====== Data lines ======

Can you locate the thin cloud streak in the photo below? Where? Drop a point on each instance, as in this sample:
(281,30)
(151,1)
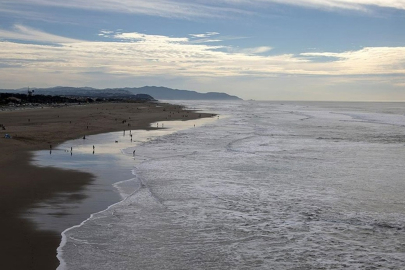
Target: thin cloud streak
(199,8)
(29,34)
(139,55)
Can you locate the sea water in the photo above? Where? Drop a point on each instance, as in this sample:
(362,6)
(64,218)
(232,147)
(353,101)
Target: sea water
(270,186)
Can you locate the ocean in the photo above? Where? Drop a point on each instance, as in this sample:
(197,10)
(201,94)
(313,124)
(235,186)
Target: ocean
(263,185)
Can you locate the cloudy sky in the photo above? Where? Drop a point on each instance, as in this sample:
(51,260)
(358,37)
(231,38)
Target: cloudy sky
(256,49)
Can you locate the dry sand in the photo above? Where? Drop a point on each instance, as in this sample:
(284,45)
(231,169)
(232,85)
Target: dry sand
(22,185)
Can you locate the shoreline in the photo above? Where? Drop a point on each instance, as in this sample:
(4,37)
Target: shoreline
(23,185)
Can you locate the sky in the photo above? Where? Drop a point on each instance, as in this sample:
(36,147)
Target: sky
(339,50)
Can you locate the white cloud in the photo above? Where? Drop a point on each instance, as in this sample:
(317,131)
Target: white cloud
(29,34)
(256,50)
(141,55)
(198,8)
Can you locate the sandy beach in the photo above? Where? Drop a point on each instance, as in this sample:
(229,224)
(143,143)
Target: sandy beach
(22,185)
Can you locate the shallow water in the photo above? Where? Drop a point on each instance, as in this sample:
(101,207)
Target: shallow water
(273,186)
(110,161)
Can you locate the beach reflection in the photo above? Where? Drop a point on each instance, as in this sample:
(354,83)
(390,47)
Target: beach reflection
(109,157)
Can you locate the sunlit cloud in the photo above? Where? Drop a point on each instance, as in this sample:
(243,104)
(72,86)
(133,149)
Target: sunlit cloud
(140,55)
(21,32)
(199,8)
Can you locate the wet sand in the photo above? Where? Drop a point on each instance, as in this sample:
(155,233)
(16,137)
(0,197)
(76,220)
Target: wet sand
(22,185)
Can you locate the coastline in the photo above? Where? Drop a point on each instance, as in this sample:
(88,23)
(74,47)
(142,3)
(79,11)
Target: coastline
(22,184)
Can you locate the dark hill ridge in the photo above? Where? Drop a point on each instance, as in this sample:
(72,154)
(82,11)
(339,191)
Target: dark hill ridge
(154,91)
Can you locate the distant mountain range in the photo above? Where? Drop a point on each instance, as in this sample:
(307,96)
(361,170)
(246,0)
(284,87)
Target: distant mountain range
(154,91)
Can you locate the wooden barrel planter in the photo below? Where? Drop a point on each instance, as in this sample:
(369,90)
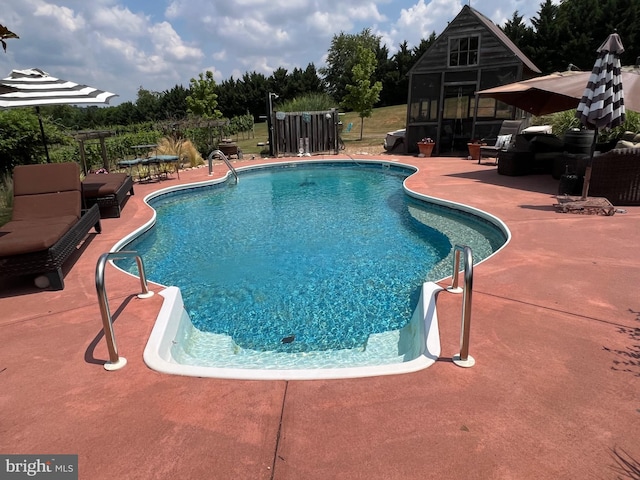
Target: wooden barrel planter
(425,148)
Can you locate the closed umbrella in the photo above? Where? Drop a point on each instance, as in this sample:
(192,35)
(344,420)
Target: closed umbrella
(34,87)
(602,103)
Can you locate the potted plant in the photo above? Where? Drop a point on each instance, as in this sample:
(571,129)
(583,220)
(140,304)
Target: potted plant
(425,146)
(474,149)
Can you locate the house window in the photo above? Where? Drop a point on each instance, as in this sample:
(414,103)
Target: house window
(463,51)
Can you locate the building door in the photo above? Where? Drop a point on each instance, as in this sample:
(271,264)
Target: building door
(458,106)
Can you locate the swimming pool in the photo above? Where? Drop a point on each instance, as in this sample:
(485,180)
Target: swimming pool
(296,280)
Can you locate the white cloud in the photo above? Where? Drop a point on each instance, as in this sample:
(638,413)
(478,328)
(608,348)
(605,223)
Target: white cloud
(120,45)
(64,16)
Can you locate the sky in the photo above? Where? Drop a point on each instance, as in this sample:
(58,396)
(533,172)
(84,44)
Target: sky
(123,45)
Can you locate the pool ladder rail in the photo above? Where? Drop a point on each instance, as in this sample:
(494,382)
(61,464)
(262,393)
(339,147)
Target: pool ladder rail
(115,362)
(463,359)
(225,159)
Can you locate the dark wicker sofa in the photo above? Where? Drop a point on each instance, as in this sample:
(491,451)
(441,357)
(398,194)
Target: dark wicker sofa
(47,222)
(108,191)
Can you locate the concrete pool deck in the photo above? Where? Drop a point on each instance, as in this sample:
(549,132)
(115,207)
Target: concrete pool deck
(555,392)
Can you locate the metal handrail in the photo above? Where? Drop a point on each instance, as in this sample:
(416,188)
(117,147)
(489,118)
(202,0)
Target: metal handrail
(225,159)
(115,361)
(463,359)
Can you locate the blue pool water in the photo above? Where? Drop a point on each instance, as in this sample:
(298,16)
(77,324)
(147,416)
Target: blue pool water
(305,259)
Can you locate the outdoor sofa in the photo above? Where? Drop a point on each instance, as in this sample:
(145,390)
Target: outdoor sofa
(107,190)
(47,222)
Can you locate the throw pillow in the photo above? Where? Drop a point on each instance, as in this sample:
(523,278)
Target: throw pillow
(503,141)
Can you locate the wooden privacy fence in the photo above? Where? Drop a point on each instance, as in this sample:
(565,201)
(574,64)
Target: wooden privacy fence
(302,133)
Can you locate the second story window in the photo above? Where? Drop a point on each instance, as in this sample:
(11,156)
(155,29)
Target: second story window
(463,51)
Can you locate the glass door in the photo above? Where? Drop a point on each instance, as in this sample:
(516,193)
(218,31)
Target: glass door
(457,119)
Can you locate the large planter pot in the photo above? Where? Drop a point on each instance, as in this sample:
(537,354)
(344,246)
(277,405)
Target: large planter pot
(474,151)
(425,148)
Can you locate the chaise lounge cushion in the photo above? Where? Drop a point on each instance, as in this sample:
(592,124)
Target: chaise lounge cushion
(27,236)
(53,192)
(97,185)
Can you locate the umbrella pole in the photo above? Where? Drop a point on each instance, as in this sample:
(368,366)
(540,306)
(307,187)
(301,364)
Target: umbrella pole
(44,138)
(587,172)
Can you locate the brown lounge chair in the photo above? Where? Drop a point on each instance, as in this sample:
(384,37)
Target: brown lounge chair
(47,222)
(509,127)
(108,191)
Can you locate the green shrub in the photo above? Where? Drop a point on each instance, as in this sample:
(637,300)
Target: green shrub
(314,102)
(563,121)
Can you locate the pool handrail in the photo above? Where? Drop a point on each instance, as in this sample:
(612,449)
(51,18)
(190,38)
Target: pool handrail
(225,159)
(463,359)
(115,362)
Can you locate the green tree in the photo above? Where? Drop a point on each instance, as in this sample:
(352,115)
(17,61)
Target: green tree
(362,95)
(341,59)
(545,49)
(203,100)
(148,104)
(519,33)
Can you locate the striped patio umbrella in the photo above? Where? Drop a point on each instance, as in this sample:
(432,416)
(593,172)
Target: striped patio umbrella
(34,87)
(602,103)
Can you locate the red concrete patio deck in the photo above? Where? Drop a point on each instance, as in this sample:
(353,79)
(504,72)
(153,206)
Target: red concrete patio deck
(555,392)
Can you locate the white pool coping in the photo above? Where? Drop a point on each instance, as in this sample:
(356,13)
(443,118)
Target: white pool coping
(157,354)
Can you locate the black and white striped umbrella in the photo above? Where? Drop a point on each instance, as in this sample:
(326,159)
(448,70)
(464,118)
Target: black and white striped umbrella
(602,103)
(34,87)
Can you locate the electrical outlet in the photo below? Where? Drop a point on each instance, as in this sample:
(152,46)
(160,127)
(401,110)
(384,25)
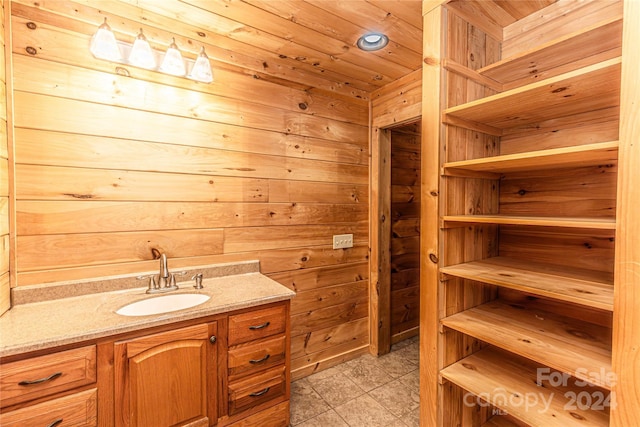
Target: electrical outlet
(341,241)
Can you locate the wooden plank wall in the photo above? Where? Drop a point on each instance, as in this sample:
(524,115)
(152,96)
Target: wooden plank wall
(4,179)
(116,164)
(405,231)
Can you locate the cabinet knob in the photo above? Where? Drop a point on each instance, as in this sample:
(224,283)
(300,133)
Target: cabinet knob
(40,380)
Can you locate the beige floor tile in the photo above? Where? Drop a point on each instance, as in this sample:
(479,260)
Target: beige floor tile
(326,419)
(366,373)
(397,398)
(412,419)
(306,403)
(411,352)
(396,364)
(366,412)
(336,390)
(412,379)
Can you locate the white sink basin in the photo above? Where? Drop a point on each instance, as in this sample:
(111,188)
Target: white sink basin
(162,304)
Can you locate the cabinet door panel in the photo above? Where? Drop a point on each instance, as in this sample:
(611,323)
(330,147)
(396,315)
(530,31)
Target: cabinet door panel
(167,379)
(169,384)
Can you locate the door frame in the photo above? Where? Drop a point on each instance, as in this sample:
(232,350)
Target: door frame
(380,236)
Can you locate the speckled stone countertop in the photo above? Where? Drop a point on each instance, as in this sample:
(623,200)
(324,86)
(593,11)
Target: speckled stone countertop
(47,324)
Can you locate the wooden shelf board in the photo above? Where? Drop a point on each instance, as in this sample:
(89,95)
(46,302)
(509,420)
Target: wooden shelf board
(589,88)
(589,41)
(508,382)
(570,346)
(581,155)
(585,287)
(586,223)
(502,421)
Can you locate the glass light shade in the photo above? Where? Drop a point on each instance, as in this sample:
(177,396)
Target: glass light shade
(104,44)
(201,70)
(141,54)
(173,62)
(372,41)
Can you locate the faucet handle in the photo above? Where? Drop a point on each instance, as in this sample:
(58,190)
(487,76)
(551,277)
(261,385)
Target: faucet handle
(172,282)
(198,278)
(152,281)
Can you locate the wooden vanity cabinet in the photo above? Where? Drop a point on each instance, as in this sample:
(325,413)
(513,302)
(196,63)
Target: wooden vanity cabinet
(257,368)
(57,389)
(227,370)
(168,378)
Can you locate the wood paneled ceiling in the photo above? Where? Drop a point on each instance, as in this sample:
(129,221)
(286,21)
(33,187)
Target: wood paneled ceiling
(308,43)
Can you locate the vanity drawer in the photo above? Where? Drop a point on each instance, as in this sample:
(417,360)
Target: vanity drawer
(255,390)
(256,356)
(41,376)
(78,409)
(257,324)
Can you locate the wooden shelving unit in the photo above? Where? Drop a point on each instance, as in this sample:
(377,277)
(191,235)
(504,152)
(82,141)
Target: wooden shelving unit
(597,40)
(509,383)
(533,221)
(513,292)
(581,155)
(586,287)
(594,87)
(560,342)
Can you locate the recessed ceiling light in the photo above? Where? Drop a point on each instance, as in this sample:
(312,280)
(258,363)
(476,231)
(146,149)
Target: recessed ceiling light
(372,41)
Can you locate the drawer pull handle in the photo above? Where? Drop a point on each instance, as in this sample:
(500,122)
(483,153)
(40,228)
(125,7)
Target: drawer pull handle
(264,325)
(41,380)
(260,393)
(254,361)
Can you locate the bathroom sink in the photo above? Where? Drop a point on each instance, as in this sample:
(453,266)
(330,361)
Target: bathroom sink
(162,304)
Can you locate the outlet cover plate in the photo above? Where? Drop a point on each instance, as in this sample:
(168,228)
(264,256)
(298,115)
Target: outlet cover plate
(341,241)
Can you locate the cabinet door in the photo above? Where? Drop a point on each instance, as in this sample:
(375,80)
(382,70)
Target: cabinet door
(167,379)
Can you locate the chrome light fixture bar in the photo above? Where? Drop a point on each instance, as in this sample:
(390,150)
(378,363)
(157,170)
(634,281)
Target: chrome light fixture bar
(140,54)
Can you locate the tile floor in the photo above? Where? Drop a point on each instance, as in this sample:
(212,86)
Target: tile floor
(365,392)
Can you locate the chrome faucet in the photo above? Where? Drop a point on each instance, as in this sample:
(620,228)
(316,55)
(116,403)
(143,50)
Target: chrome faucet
(165,278)
(165,281)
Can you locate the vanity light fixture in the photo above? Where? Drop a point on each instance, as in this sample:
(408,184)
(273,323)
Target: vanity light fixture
(172,62)
(104,44)
(201,70)
(372,41)
(140,54)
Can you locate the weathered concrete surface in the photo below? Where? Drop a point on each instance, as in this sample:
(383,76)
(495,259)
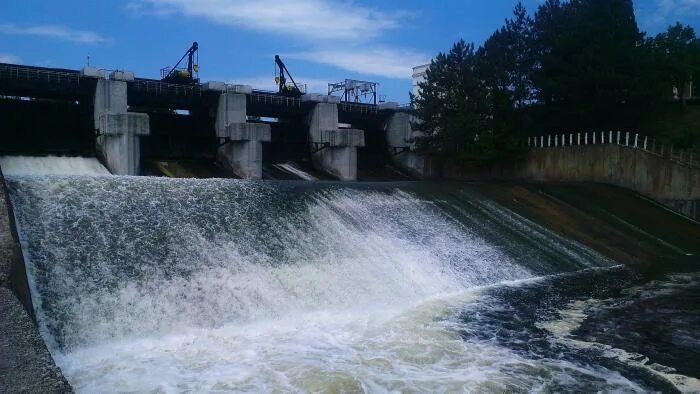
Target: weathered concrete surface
(334,150)
(618,223)
(399,137)
(119,131)
(242,152)
(673,184)
(634,169)
(670,183)
(26,365)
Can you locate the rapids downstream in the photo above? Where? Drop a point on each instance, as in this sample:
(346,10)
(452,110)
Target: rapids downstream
(148,284)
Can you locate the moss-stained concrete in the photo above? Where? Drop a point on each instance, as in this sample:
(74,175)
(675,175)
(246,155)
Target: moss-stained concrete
(621,224)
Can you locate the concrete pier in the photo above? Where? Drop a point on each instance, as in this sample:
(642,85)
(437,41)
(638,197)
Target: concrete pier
(333,149)
(118,131)
(399,137)
(241,150)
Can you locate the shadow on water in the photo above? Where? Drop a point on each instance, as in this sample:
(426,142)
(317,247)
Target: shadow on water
(122,262)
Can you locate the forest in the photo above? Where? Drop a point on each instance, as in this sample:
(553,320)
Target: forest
(575,66)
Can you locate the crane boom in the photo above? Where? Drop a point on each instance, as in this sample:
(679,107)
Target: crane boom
(177,74)
(284,89)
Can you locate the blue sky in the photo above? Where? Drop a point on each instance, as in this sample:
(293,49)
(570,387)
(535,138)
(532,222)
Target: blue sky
(320,40)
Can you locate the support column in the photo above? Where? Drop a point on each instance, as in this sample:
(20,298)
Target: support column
(118,131)
(333,149)
(400,137)
(242,148)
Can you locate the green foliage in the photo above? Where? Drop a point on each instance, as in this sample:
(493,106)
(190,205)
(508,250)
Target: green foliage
(574,65)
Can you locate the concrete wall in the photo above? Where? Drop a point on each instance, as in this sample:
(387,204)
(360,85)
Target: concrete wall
(241,151)
(399,137)
(25,362)
(333,150)
(118,132)
(671,183)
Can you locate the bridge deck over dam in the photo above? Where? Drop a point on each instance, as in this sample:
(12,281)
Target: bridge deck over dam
(121,118)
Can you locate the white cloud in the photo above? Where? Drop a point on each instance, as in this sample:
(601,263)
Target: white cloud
(666,12)
(383,62)
(309,19)
(53,31)
(334,30)
(8,58)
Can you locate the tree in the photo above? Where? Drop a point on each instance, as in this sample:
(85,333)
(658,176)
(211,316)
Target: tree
(451,108)
(676,55)
(587,57)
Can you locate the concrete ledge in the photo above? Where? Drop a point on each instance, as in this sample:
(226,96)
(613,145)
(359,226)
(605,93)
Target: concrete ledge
(249,132)
(214,85)
(343,137)
(92,72)
(320,98)
(125,123)
(239,89)
(126,76)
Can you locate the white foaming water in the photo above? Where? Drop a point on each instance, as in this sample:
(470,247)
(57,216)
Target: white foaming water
(160,285)
(51,165)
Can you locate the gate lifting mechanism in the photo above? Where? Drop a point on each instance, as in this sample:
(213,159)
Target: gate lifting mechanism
(285,89)
(183,75)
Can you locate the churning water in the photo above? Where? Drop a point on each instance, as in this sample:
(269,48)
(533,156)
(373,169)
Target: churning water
(160,285)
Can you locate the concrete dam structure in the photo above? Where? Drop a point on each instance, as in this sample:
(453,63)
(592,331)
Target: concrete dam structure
(117,283)
(124,119)
(234,285)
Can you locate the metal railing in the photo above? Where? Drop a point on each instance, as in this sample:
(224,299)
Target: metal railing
(274,99)
(20,73)
(359,108)
(165,89)
(627,139)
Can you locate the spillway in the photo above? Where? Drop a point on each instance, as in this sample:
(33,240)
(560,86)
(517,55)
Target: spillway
(149,284)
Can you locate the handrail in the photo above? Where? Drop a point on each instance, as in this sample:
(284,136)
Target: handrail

======

Set problem: Each line from the one containing "Can you locate the white foaming" through the end of the entries, both included, is to be returned exactly, with no other lines.

Complete response:
Can you locate the white foaming water in the photo above? Where? Drop a point on each instance, as in this sample:
(470,247)
(57,216)
Target: white foaming water
(160,285)
(51,165)
Can you locate the gate lifting mechanism in the photo above? Where? Drop a point on each instance, as in this sample:
(213,159)
Target: gate lifting mechanism
(285,89)
(183,75)
Can you locate the churning water in the photo above? Where? Drop a point on each instance, as in this sample:
(269,48)
(533,156)
(373,169)
Target: churning water
(160,285)
Can you locate the concrete dam structure in the photo above? Where? Drop a point on each instance, as in this sample:
(453,63)
(592,331)
Target: concrete dam structure
(117,283)
(124,119)
(234,285)
Can you locate the metal railing in the photo above? Where? Drop a point on each instance, as in this sample:
(224,299)
Target: metal railing
(274,99)
(20,73)
(359,108)
(165,89)
(627,139)
Can you locate the spillway in the photo above? Where? Drop a point on each instance, as in this sample:
(33,240)
(560,86)
(517,55)
Target: spillway
(149,284)
Can you locate the handrail in the photo above? Where? Drop a point on each instance, as in this sample:
(284,136)
Target: handrail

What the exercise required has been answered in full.